- [DATA SUPPLIED]
· · · · · · ·
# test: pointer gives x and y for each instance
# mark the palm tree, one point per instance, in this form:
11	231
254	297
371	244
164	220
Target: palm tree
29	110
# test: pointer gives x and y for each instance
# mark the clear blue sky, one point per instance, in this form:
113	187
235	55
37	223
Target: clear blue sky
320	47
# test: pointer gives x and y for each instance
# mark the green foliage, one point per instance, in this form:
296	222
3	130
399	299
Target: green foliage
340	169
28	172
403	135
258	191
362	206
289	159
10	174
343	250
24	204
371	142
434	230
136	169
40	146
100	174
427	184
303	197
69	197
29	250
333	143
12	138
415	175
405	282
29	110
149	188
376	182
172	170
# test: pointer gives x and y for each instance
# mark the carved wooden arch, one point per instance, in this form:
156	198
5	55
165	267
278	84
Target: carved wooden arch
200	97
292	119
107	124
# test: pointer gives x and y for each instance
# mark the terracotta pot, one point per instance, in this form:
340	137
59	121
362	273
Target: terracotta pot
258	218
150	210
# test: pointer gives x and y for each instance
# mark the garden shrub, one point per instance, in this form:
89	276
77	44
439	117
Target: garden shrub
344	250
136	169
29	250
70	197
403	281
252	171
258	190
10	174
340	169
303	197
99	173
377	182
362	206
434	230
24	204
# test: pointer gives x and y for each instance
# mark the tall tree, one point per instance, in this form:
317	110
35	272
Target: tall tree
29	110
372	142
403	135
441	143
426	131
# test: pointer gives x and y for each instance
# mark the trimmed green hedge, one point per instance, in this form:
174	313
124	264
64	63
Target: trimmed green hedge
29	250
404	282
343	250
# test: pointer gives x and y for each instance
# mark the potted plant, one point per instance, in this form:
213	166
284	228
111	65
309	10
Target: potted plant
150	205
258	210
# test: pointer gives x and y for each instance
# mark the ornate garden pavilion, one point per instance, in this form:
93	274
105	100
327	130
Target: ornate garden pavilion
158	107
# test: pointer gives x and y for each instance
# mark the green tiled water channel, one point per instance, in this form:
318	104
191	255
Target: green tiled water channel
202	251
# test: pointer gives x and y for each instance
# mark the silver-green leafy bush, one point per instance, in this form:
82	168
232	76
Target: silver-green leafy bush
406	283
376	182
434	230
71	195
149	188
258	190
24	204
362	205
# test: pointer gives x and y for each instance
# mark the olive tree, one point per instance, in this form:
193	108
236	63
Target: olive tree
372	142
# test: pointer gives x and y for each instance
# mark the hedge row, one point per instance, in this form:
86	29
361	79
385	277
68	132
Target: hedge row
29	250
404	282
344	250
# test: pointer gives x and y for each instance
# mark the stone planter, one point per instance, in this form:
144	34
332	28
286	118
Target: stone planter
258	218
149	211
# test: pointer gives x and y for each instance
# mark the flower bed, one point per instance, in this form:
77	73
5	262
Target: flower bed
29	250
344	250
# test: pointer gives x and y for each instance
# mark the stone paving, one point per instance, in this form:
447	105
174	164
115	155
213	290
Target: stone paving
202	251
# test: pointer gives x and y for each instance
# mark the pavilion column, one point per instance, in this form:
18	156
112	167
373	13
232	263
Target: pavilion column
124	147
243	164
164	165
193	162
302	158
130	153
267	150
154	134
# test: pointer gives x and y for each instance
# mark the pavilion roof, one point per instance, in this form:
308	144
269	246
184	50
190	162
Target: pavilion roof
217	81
· · · · · · ·
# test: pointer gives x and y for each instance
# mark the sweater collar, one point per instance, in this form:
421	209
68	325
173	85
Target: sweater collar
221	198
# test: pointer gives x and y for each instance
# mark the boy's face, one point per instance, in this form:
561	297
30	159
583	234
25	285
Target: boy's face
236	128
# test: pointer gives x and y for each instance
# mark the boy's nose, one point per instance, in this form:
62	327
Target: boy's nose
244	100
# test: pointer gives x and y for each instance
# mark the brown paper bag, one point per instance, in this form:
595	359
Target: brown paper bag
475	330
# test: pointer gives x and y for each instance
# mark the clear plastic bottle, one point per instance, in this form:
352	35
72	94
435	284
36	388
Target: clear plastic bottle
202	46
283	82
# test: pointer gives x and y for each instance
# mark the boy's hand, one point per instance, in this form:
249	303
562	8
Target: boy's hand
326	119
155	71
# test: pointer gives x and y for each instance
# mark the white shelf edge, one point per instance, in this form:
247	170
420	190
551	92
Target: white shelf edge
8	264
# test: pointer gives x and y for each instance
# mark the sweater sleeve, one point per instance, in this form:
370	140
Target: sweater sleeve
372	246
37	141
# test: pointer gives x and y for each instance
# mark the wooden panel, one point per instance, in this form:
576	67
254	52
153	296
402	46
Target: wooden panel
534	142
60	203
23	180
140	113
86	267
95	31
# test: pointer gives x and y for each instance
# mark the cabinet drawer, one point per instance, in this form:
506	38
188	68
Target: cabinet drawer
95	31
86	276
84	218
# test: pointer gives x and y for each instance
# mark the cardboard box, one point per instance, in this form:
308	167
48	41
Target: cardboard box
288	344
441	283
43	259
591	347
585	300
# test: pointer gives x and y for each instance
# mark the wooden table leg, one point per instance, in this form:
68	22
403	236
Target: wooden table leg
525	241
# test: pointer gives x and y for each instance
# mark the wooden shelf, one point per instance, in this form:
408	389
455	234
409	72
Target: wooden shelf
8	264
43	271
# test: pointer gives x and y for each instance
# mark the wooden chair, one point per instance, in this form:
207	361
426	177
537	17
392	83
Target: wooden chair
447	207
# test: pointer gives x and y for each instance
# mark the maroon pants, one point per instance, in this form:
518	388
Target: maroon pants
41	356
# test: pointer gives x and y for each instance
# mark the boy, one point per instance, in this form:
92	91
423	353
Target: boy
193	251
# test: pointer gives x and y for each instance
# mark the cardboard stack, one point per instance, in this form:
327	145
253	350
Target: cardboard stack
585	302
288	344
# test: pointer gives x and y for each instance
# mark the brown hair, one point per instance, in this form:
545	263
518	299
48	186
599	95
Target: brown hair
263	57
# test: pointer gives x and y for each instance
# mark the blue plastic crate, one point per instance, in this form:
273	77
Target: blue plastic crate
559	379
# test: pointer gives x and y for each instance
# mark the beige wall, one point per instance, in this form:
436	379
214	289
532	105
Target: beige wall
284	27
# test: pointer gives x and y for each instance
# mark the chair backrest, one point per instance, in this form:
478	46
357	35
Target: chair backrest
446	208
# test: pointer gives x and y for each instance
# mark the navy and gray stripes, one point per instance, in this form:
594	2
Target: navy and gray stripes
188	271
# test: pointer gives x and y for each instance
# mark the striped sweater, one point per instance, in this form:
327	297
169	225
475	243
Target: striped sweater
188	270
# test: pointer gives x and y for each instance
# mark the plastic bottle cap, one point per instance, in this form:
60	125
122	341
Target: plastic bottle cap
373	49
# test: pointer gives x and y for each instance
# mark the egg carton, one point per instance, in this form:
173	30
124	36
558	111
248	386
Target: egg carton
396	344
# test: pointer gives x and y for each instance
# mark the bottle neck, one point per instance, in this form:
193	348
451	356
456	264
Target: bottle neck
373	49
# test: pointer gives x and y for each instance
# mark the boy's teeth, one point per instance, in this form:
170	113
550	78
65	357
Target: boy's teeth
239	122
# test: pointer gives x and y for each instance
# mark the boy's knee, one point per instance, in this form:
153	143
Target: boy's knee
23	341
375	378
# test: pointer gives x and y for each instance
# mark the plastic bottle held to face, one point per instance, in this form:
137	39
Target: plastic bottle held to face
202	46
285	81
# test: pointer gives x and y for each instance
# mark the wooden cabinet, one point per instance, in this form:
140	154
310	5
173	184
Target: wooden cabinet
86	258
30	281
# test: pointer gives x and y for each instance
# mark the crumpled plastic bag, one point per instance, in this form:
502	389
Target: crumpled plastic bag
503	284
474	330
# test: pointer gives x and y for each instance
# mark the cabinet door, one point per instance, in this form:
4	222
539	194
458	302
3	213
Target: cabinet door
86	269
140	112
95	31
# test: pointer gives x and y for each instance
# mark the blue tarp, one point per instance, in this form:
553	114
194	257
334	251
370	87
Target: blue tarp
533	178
· · · · · · ·
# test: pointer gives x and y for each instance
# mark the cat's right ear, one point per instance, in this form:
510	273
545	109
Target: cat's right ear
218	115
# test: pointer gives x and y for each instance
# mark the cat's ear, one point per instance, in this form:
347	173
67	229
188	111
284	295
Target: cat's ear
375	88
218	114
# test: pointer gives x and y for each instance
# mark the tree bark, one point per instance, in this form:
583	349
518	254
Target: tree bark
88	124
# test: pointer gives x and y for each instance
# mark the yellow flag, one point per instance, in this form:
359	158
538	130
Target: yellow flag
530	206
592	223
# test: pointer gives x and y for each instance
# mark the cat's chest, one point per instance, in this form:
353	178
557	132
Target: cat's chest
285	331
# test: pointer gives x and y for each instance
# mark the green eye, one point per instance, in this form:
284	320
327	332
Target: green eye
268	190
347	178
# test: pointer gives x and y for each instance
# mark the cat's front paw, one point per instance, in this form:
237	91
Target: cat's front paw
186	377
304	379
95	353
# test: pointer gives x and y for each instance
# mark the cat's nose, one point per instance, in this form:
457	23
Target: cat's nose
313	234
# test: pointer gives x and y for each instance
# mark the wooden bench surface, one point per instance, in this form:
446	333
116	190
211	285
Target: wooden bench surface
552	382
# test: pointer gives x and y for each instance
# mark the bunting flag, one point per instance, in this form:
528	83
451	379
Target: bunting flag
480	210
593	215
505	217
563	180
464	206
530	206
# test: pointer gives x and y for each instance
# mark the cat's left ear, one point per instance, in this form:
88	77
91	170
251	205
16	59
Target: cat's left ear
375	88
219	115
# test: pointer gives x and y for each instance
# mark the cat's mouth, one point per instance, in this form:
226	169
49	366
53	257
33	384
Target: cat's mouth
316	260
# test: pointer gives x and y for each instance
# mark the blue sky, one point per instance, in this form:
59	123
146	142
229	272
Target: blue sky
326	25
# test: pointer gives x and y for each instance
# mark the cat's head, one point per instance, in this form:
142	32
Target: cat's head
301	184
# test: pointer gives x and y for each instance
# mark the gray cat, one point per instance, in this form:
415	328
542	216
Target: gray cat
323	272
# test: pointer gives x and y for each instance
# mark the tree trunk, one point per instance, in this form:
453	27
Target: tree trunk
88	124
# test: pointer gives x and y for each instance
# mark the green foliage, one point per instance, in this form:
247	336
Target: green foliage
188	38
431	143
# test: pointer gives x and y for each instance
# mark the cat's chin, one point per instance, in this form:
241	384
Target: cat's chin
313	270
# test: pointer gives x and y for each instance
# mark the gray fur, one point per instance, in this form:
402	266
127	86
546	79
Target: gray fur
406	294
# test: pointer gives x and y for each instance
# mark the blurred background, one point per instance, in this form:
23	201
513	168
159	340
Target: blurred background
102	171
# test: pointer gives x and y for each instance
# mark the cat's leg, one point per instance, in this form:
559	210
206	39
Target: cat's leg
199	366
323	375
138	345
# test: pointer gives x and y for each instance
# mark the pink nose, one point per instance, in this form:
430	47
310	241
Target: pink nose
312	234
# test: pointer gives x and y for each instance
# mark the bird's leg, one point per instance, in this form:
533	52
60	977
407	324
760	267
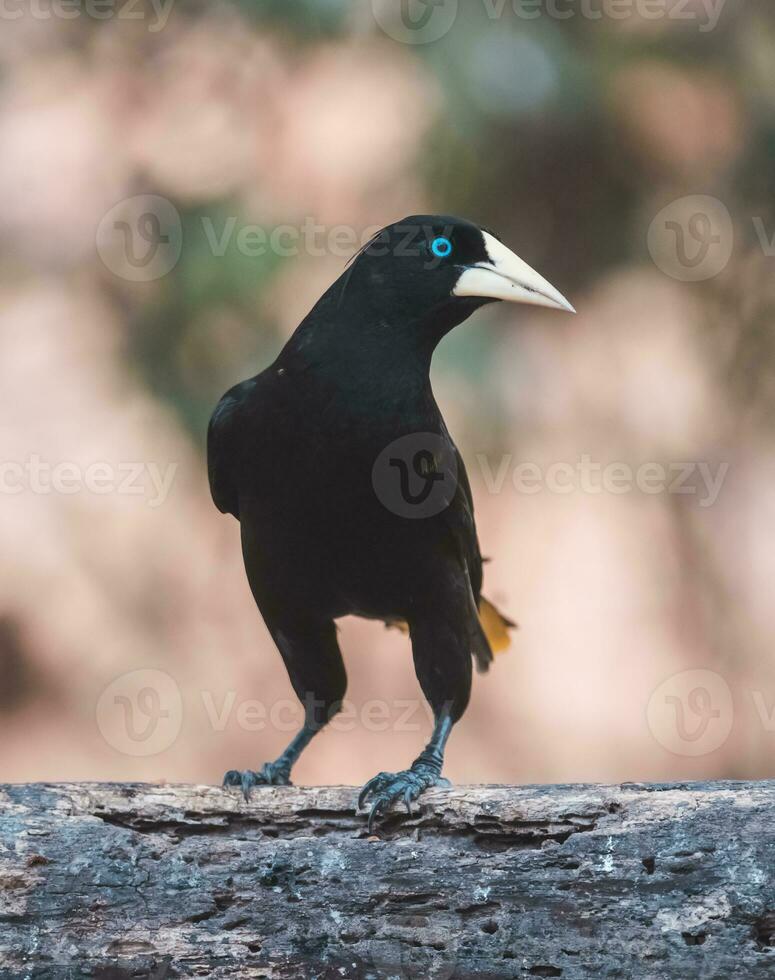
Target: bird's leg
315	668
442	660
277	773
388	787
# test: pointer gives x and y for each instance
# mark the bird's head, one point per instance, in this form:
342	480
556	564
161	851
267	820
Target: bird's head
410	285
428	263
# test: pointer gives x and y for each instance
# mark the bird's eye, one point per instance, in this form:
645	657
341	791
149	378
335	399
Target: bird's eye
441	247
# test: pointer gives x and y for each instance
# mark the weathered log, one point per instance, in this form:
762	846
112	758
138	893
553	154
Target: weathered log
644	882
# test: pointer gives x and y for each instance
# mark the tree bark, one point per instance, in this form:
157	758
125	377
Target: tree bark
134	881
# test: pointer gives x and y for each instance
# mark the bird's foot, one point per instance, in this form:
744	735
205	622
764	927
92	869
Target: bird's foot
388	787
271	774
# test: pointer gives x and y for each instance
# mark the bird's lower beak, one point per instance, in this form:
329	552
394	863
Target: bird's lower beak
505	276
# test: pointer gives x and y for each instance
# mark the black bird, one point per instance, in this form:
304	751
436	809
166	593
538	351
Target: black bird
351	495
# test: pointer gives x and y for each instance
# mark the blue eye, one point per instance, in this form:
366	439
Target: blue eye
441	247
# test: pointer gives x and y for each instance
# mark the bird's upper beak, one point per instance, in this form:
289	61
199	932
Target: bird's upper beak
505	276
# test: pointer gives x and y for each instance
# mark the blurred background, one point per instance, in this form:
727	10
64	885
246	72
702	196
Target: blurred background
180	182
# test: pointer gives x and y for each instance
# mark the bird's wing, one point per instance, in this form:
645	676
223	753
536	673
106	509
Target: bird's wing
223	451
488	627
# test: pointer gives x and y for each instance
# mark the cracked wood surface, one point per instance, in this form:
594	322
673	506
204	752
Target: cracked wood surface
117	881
· · · · · · ·
- [STATED PROBLEM] How many lines of the material above contain the string "leafy", matching case exactly? Reply with the number alone.

- [THE ANSWER] 2